▸ **Work to complete**:
1 - Decide whether each statement below agrees with the data center power thread, answering yes or no and quoting the deciding words of the thread: (a) the linked article claims a Power Usage Effectiveness of 1.07; (b) converting to 208v is said to lose 2%; (c) the poster suggests replacing each 10AWG wire with four 12AWG wires.
2 - Duplicate the passage of the data center power thread from "Where, contrast say" up to and including "960V being 7.7kW.".

▸ **Extracted text**:
From: cr88192@gmail.com
On 9/25/2025 9:03 PM, Scott Lurndal wrote:
> MitchAlsup writes:
>>
>> Terje Mathisen posted:
>>
>
>>> I am quite sure that number is simply bogus: The power factors we were
>>> quoted when building the largest new datacenter in Norway 10+ years ago,
>>> was more like 6-10% of total power for cooling afair.
>>>
>>> . a quick google...
>>>
>>> https://engineering.fb.com/2011/04/14/core-infra/designing-a
very-efficient-data-center/
>>>
>>> This one claims a 1.07 Power Usage Effectiveness.
>>
>> All of this depends on where the "cold sink" is !! and how cold it is.
>>
>> Pumping 6ºC sea water through water to air heat exchangers is a lot
>> more power efficient than using FREON and dumping the heat into 37ºC
>> air.
>>
>> I still suspect that rectifying and delivering clean (low noise) D/C
>> to the chassis' takes a lot more energy that taking the resulting heat
>> away.
>
> The FB article above describes how they reduced the
> losses due to voltage changes as well as rectification.
>
> Consider that there are losses converting from the
> primary (e.g. 22kv) to 480v (2%), and additional losses
> converting to 208v (3%) to the UPS. That's before any
> rectification losses (6% to 12%). With various optimizations,
> they reduced total losses to 7.5%, including rectification
> and transformation from the primary voltage.
>
Hmm...
Brings up a thought: 960VDC is a semi-common voltage in industrial
applications IIRC.
What if, opposed to each computer using its own power-supply (from 120
or 240 VAC), it uses a buck converter, say, 960VDC -> 12VDC.
Or, 2-stage, say:
960V -> 192V (with 960V to each rack).
192V -> 12V (with 192V to each server).
Where the second stage drop could use slightly cheaper transistors, but
still limiting electrical losses due to wire resistance, while still
avoiding losses due to transformers and rectifiers.
To balance cost and efficiency, could use, say, 8 or 10AWG CCA (copper
clad aluminum) vs 10 or 12AWG copper. Could run the wires at a
relatively lower amperage rating, say:
8A over 10AWG CCA
16A over 8AWG CCA
Or, roughly 1/3 nominal.
Where, CCA wire is a lot cheaper than copper wire, so it is easier to
justify using absurdly thick wire here.
Where, contrast say to running 8A over 20AWG, which works, but a fair
bit more is lost due to heat. Or, the alternative could be to run the
power over parallel thinner wires rather than a single thicker wire. For
example, replacing each 10AWG wire with four 14AWG wires.
8A at 192V being 1.5kW, and 8A at 960V being 7.7kW.
Though, assuming a series of 16 racks running on each shared 960V bus,
this would be 128A. The above de-rating scheme would likely make normal
CCA wire impractical. Probably could distribute DC power over a pair of
1.25" aluminum bars or 0.75" to 1.0" copper bars. Likely, the 1.25"

▸ **Data supplied**:
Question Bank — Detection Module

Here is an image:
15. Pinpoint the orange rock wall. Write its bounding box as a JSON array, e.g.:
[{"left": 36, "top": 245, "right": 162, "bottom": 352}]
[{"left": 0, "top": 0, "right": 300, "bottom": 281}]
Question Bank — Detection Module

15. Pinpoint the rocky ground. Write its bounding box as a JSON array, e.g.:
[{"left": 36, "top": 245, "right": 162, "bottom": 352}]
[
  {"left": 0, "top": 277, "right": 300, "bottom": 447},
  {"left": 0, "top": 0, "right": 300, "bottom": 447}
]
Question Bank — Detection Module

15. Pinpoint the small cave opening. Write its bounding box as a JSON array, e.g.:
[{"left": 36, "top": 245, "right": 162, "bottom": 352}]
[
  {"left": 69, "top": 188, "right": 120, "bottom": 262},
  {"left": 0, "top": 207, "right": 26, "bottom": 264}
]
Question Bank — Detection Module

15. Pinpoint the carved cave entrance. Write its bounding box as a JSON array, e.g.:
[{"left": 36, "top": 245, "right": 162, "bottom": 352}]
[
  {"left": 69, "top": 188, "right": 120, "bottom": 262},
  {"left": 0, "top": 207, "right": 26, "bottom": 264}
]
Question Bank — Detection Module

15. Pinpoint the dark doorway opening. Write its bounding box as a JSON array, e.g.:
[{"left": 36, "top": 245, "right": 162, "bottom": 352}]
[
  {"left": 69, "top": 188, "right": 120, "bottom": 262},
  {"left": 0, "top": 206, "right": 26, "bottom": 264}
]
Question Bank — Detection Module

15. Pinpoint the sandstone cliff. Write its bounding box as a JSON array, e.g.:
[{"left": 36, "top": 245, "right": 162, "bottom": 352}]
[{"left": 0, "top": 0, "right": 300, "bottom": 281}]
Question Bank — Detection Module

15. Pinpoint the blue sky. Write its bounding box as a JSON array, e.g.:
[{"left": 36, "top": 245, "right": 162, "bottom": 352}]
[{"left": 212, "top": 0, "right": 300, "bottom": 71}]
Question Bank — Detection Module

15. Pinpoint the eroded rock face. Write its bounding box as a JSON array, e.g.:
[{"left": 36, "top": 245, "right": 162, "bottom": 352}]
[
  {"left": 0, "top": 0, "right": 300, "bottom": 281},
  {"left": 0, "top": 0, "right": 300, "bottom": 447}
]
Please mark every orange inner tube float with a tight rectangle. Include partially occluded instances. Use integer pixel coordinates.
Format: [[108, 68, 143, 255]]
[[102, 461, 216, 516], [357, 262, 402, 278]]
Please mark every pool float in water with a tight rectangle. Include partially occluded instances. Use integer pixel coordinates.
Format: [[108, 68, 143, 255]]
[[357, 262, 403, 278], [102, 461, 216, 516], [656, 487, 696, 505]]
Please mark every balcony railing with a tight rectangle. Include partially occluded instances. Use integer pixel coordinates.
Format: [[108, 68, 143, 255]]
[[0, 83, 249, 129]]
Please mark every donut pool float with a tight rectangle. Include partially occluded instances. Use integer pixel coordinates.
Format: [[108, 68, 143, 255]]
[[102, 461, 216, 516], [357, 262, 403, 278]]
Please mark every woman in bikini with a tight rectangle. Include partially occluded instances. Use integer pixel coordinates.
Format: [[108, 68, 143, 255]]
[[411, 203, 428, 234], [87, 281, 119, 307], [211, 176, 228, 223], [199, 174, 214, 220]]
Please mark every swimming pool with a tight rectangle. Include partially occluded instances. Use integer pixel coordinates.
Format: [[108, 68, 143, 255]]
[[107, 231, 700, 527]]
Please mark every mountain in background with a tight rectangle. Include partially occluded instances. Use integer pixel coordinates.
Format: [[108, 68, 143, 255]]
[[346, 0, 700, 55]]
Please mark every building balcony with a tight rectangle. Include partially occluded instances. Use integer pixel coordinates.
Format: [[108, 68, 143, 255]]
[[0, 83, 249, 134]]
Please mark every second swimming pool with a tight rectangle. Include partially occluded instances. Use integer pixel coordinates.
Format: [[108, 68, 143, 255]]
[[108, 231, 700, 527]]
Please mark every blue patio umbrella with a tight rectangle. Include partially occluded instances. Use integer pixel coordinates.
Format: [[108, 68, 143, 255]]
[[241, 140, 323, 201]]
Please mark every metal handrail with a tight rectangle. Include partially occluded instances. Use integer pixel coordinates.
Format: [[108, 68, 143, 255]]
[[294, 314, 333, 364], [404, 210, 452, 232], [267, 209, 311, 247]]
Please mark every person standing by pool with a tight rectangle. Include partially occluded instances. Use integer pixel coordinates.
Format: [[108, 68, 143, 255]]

▸ **Results of the tasks**:
1 -
(a) Yes: "This one claims a 1.07 Power Usage Effectiveness."
(b) No: "converting to 208v (3%) to the UPS"
(c) No: "replacing each 10AWG wire with four 14AWG wires."

2 -
Where, contrast say to running 8A over 20AWG, which works, but a fair
bit more is lost due to heat. Or, the alternative could be to run the
power over parallel thinner wires rather than a single thicker wire. For
example, replacing each 10AWG wire with four 14AWG wires.
8A at 192V being 1.5kW, and 8A at 960V being 7.7kW.